======== Data section ========
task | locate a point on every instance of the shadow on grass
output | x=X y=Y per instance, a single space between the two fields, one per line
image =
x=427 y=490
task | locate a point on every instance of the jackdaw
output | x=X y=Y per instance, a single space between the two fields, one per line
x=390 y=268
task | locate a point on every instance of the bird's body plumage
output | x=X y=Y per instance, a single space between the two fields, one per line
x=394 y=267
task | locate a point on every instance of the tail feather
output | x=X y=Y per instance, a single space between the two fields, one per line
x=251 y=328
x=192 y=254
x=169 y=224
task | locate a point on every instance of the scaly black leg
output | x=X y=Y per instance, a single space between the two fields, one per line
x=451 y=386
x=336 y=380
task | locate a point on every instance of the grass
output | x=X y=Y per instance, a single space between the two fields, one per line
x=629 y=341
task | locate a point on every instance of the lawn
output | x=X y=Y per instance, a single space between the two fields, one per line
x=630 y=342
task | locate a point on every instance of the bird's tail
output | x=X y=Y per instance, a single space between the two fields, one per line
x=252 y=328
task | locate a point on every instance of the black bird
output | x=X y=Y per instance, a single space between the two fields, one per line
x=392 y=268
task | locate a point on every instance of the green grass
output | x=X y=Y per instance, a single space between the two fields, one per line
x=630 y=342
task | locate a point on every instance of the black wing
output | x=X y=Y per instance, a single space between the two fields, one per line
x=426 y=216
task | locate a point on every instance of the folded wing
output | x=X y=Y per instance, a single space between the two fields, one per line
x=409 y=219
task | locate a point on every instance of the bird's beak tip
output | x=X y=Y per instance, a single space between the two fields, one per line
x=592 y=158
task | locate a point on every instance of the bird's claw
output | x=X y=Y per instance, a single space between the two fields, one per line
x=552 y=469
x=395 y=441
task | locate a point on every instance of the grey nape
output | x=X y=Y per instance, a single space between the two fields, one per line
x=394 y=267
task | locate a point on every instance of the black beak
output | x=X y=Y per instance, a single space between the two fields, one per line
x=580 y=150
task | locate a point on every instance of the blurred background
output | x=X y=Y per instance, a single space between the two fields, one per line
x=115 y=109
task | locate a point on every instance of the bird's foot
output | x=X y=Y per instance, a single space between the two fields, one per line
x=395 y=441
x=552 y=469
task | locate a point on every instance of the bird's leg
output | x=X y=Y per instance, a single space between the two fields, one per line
========
To do:
Write out the records again, starting at the line with "the black wing" and ending at the line with "x=592 y=158", keeping the requests, and add 33 to every coordinate in the answers.

Finished task:
task | locate a point on every instance of the black wing
output | x=X y=Y per instance, a single space between the two fields, one per line
x=459 y=249
task | locate a point on every instance of the folded wing
output | x=X y=Y per instance, a single space between the two fields, one per line
x=442 y=252
task | locate a point on every instance of the bird's beak tip
output | x=X y=Y per instance, a single space between the two fields, one per line
x=625 y=191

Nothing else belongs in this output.